Raw items:
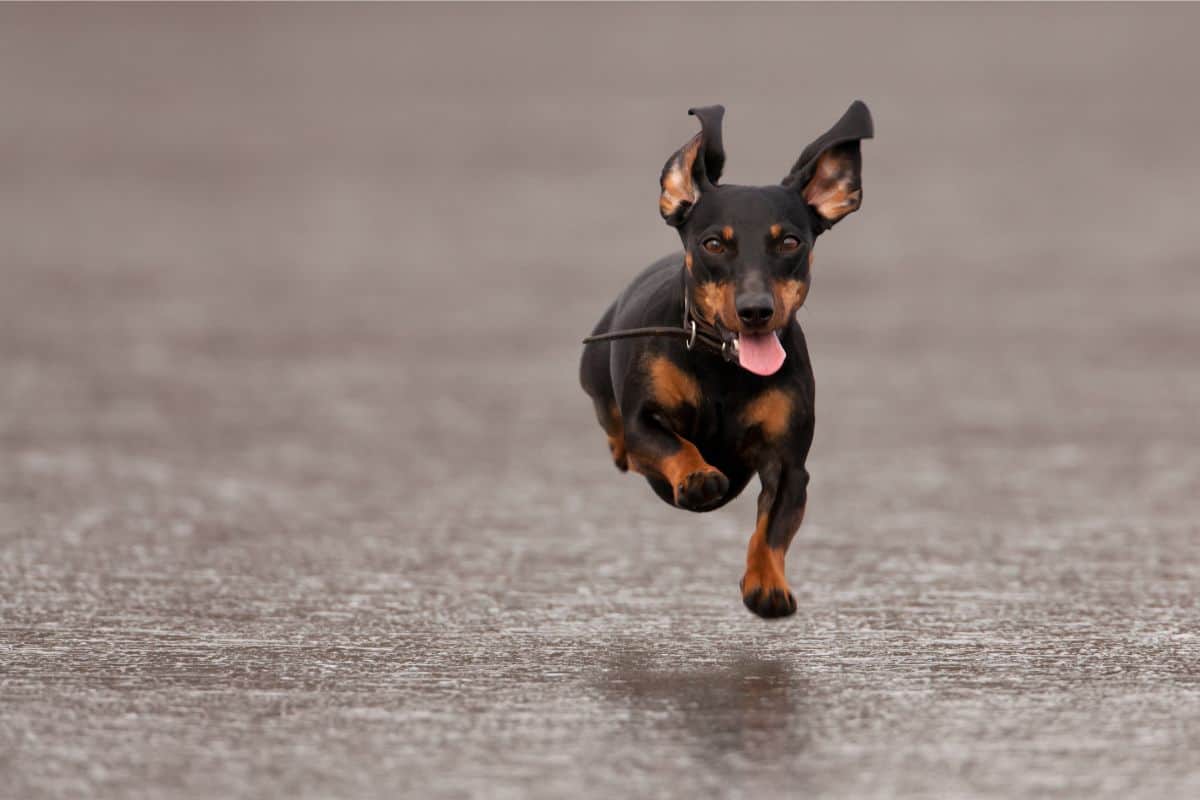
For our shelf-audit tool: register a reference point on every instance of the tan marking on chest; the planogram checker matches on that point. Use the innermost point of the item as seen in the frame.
(772, 410)
(671, 385)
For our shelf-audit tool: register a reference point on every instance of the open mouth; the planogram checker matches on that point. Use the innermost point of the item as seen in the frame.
(760, 353)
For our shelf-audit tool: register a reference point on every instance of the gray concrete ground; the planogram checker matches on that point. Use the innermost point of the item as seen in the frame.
(299, 495)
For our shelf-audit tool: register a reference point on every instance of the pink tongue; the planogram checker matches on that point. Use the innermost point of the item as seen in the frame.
(761, 353)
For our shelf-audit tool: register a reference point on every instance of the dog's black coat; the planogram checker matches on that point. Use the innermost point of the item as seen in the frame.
(695, 425)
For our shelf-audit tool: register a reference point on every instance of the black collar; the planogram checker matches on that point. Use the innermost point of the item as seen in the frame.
(697, 332)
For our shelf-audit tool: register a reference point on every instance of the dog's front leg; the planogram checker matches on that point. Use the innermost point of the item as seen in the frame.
(663, 455)
(780, 511)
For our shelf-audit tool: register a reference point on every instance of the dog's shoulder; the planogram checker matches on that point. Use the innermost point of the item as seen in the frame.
(654, 296)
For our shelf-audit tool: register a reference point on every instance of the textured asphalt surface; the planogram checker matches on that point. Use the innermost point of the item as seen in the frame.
(299, 495)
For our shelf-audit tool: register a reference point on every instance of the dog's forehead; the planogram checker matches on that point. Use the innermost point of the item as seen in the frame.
(757, 206)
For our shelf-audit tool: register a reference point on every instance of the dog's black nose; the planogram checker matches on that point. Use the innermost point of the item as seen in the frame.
(756, 310)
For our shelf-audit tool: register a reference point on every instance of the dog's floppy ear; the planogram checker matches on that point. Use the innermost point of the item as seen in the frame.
(829, 172)
(694, 168)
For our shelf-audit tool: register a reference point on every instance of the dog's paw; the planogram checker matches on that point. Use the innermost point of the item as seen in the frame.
(619, 457)
(701, 489)
(767, 596)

_REQUEST:_ Copy out every item above again word for word, leaving out the pictures.

_RESULT OF THE EXERCISE:_
For our shelf-audit tool: register a reference point on every instance of the tan marking on chest; the planogram checker matches on that point. Use the innermost point of the item as seen in the frame.
(772, 410)
(671, 385)
For our shelf-audit tool: register a reference point on every instance of the open mouth; the planogram checker matches on that point. Use the innermost point of the item as seen in the frame.
(760, 353)
For our shelf-audit tool: register a reference point on every instance of the gray concrete ground; the planogram checker matches on that point. Use the innermost point of the item as seen in the frame.
(299, 495)
For our shelf-audit tool: register a reference point on every instance of the pink tongue; the planogram checker matches on that point. Use the innermost point of the item as seen in the frame.
(761, 353)
For our shelf-audit tool: register a reference point on every instance of the dog's black coat; the planogram checker matches on that point. Use the innermost point of the item as seen in the frame.
(695, 425)
For our shelf-audit tool: register a reference point on every instance of the black collar; the planogram checker matches on that point. Use the innermost point of the item as seen in the frame.
(697, 332)
For our shelf-audit tool: register a reference point on every instance of the dog's front leg; the planogram checker matches on that point. Use the innermost point of the item as seen in the frame.
(663, 455)
(780, 511)
For our shelf-audit tool: register a reference point on every instance of the dog's shoulder; the planogram checker matches on that point. Use the innermost point of the item as seen in the frame.
(654, 296)
For our shelf-audit tool: register a reference point on every instance of the textured asphalt surface; the planogram checker matches on that point. Use the innermost point of the item as seen in the frame.
(299, 495)
For our shelf-audit tool: register a reference point on every instance of the dog's forehead; the planogram checker matches on that point. Use the innermost point of the item as seen in the frame.
(757, 206)
For our shelf-audit tool: register a reference point on every instance of the dog's black nose; the planogram checker matches on that point. Use the innermost point of the item as seen in the frame.
(756, 310)
For our shelf-audit tool: register a reference point on every instance of the dog's floppy ear; the planogram checker matches on that point. Use the innermost point of the item as seen in the frame.
(829, 172)
(694, 168)
For our shelf-audit tool: register a reference point on every instance of the dog's paw; the planogram checker matches on that point. Use the innermost point of the item as seen in the frame.
(619, 457)
(701, 489)
(767, 596)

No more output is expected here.